## Record list
- - -

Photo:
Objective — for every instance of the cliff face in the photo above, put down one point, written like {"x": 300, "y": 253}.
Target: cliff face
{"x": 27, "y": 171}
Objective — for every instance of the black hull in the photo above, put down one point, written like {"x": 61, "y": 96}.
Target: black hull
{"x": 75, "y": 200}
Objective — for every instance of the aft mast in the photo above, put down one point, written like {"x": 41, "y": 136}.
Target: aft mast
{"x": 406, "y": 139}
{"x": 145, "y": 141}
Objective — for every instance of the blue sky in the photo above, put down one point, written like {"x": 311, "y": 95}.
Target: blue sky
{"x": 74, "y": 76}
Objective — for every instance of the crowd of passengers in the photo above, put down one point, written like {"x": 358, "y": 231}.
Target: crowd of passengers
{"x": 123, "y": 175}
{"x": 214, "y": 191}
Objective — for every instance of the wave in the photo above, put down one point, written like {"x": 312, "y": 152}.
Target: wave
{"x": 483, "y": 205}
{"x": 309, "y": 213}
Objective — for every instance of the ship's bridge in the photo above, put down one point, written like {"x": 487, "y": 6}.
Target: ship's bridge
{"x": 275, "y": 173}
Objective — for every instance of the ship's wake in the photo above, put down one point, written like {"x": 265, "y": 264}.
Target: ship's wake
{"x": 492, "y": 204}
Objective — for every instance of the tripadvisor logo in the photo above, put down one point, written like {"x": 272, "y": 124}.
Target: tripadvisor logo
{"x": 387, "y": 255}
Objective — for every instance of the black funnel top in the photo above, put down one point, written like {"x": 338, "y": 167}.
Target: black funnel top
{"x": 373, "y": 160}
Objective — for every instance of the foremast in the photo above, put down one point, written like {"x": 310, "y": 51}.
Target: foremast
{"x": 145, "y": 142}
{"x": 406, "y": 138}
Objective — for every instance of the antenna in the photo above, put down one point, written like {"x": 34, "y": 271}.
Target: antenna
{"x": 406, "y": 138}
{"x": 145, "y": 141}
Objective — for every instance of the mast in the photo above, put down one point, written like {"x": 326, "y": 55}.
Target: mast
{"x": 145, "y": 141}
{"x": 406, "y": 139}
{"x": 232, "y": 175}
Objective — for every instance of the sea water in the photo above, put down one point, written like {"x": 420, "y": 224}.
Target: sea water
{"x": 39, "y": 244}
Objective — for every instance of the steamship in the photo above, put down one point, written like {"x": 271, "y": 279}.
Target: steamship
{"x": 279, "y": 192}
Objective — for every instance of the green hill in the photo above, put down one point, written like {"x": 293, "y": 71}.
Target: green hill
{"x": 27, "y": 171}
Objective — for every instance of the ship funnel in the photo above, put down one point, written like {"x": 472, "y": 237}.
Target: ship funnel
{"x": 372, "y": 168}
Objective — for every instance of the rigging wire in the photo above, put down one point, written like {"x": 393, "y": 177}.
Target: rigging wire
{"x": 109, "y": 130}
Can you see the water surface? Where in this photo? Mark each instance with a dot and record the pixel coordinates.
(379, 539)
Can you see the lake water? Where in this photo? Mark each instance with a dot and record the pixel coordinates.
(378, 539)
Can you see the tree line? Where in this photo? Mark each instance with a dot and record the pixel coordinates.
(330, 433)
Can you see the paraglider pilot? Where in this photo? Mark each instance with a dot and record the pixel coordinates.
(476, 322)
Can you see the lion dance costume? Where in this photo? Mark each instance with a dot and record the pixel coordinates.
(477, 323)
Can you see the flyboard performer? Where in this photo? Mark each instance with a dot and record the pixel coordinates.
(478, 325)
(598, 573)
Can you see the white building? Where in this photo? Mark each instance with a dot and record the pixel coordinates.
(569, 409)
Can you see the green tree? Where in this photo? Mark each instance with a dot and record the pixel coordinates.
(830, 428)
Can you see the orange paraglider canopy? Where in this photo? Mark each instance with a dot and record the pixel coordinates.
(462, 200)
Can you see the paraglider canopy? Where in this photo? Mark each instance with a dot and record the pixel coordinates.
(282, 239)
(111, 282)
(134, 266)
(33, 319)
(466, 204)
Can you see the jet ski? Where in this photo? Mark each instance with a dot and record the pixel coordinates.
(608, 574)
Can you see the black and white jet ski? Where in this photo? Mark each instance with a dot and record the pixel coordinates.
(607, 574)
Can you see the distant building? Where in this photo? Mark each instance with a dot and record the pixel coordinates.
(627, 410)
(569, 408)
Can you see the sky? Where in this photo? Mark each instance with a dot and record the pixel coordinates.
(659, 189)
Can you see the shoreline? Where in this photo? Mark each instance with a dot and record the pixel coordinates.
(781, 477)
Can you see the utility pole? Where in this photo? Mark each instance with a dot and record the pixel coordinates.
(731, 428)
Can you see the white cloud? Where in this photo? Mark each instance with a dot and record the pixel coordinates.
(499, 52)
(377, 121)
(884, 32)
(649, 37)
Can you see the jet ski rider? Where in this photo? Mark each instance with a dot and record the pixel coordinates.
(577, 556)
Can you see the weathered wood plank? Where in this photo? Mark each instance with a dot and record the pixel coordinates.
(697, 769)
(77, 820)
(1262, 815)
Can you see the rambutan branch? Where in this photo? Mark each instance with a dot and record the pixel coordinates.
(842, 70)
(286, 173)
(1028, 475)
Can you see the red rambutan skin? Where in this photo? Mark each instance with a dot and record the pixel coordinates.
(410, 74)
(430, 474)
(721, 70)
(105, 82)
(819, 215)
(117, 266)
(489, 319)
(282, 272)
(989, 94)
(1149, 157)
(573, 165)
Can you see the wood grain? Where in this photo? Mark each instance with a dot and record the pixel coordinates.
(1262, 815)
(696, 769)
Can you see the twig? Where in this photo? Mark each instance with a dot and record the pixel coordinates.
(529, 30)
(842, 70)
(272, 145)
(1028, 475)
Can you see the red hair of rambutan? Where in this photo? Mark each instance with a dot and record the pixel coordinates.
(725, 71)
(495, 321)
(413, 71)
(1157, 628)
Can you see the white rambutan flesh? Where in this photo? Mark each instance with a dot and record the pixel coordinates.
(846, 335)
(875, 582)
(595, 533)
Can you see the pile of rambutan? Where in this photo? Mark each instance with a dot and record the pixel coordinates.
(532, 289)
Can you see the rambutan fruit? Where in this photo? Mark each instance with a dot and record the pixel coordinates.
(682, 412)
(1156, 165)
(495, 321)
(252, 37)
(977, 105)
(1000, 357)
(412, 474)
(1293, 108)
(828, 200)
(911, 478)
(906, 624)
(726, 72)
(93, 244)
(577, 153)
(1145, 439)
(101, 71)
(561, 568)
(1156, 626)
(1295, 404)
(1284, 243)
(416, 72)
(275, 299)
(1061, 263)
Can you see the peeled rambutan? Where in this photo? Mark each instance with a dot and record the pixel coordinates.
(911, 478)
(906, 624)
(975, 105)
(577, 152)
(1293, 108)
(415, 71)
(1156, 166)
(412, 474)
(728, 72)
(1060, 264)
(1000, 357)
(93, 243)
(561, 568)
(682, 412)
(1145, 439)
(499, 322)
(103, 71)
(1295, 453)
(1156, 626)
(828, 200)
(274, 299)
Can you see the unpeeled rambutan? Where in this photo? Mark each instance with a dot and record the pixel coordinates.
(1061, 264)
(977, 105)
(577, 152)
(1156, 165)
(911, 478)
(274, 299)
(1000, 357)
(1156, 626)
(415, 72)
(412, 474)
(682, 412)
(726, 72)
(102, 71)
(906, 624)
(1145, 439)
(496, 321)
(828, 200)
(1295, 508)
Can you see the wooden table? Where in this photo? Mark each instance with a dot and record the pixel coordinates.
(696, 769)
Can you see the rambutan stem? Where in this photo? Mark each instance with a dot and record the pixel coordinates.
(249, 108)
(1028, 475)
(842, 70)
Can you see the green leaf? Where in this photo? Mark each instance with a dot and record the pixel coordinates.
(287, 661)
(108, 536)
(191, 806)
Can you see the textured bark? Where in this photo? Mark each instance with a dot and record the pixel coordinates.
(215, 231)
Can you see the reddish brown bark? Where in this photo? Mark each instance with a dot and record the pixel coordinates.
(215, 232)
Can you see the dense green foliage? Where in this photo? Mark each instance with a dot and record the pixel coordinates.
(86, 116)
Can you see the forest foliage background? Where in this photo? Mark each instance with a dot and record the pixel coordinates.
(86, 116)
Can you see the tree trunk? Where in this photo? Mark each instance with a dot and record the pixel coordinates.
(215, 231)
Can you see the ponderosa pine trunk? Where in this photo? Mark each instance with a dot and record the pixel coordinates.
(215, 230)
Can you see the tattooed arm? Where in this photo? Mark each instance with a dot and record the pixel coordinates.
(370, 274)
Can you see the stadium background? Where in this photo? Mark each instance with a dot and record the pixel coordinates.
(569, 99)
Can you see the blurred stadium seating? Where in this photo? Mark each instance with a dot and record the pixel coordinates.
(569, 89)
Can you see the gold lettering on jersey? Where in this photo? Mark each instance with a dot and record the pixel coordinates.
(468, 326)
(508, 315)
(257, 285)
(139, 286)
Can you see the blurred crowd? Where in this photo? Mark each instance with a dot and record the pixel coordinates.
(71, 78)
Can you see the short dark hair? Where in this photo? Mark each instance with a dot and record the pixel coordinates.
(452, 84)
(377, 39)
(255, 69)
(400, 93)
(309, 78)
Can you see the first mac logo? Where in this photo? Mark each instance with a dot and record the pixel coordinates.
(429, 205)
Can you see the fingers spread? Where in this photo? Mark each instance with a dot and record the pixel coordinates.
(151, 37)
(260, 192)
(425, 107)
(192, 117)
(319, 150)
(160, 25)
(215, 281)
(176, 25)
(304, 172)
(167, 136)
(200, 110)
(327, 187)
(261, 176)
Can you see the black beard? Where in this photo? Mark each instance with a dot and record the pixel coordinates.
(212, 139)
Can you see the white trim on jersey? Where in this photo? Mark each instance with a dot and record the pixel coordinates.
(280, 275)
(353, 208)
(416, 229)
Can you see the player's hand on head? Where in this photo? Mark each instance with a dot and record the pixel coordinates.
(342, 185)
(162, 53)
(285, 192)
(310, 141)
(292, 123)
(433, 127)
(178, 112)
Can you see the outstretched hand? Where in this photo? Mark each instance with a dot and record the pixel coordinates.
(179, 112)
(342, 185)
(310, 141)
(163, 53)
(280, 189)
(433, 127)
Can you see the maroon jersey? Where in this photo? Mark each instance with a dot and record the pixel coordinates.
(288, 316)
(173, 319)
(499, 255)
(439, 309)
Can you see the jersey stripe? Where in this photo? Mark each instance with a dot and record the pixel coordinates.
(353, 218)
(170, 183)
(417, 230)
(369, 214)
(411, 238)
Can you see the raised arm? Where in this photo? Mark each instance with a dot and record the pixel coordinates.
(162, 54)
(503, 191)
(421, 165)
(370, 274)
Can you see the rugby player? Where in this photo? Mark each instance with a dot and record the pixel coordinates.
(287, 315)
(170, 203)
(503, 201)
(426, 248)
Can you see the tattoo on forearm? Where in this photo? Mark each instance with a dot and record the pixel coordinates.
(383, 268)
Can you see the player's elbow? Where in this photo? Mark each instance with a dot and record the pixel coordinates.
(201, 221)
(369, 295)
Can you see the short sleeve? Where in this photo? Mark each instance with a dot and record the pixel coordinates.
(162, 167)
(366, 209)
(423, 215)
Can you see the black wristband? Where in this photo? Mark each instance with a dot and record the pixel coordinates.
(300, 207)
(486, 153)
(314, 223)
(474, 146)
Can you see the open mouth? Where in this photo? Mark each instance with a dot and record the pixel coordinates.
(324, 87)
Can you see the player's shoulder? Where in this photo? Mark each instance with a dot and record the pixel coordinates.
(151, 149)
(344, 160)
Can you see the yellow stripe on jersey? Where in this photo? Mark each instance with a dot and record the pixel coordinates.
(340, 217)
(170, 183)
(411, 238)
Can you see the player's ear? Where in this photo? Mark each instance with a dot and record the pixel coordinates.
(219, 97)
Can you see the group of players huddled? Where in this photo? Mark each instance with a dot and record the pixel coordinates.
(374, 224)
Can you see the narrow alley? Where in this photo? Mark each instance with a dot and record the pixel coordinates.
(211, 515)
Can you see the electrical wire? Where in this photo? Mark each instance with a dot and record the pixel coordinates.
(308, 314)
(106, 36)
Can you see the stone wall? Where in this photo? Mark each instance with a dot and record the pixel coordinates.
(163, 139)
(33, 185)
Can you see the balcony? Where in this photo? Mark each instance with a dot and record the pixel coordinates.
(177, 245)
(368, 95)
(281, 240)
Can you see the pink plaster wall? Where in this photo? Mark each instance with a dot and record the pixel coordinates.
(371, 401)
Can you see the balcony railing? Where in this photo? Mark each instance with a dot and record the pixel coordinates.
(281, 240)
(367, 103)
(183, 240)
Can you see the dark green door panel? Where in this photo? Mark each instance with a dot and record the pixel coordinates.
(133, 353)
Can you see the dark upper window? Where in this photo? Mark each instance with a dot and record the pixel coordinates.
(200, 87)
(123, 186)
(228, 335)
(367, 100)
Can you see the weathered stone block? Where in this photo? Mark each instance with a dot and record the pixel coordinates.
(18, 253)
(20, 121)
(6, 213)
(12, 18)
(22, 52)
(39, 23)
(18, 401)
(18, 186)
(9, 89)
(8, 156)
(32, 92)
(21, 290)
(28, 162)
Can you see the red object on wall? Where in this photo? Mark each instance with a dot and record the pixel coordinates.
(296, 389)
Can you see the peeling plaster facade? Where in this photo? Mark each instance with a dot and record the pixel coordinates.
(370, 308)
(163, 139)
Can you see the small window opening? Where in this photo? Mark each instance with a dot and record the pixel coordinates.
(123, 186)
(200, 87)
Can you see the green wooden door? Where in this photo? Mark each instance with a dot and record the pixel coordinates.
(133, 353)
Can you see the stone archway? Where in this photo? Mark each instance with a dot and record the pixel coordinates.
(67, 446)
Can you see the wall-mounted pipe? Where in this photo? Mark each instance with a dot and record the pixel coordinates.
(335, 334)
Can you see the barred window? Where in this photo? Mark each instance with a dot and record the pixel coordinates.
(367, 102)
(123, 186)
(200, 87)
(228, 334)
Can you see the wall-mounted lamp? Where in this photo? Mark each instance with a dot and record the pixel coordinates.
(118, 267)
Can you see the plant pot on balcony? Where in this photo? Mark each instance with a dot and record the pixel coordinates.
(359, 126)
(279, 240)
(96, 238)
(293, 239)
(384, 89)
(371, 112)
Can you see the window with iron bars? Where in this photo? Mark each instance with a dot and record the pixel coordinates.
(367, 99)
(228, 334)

- - -

Write out everything from the line containing "Can you see the utility" down to the line containing "(1061, 263)", both included, and nothing else. Multiply each coordinate in the bracketed points by 1.05 and round to a whole number, with halves rounding up. Keep all other wording unchanged.

Can you see the utility pole? Where in this photo? Mark each instance with a dot and record the pixel coordinates.
(768, 449)
Can you see the white cloud? Where in this photo? Mark each instance with a dot and record the pixel coordinates.
(524, 55)
(396, 127)
(928, 34)
(681, 39)
Can you see the jet ski rider? Where in this photo? Mark each instance with a dot and record the pixel coordinates.
(606, 584)
Can you see the weathered wood plank? Where in this photo? Mark each instance with a dot and record the pixel coordinates.
(732, 807)
(81, 861)
(1325, 856)
Can you see the rambutan branch? Where in this photo? Mark each instance with a dot and record the pixel coordinates.
(884, 74)
(300, 182)
(1079, 499)
Can you see the red rambutan skin? Where in this photo? Mark each instance with a dot and record the pixel coordinates.
(431, 78)
(452, 498)
(757, 74)
(110, 86)
(860, 226)
(123, 279)
(513, 335)
(296, 286)
(1038, 99)
(1206, 165)
(602, 173)
Can you see the wood grain? Where in this photo? Mark each instance with a dot and record the pixel coordinates.
(1325, 856)
(731, 807)
Can you see the twig? Where in this photo? Mark each instance with a dot and record the pixel coordinates.
(555, 32)
(884, 74)
(286, 152)
(1079, 499)
Can you see the red hair of rambutan? Where in this photo? Mark each instance with a dot and record the pixel coordinates.
(761, 75)
(520, 337)
(434, 75)
(1215, 659)
Can you see the white rambutan flesh? Where in this photo? Mark each instance with a dot and record the pixel coordinates.
(888, 352)
(919, 611)
(625, 560)
Can you see the pile of rambutan? Where in this photo? Mark each instance with a dot and record the pixel coordinates.
(559, 303)
Can you see the rambutan fruit? Where in this photo? Mark each instance with a dot and record the pixel coordinates.
(716, 433)
(1214, 173)
(520, 337)
(265, 39)
(1026, 110)
(1050, 375)
(433, 498)
(1358, 113)
(869, 210)
(957, 502)
(951, 655)
(762, 76)
(98, 256)
(606, 161)
(1202, 461)
(106, 75)
(589, 596)
(1214, 657)
(1360, 424)
(1348, 255)
(437, 76)
(289, 314)
(1114, 276)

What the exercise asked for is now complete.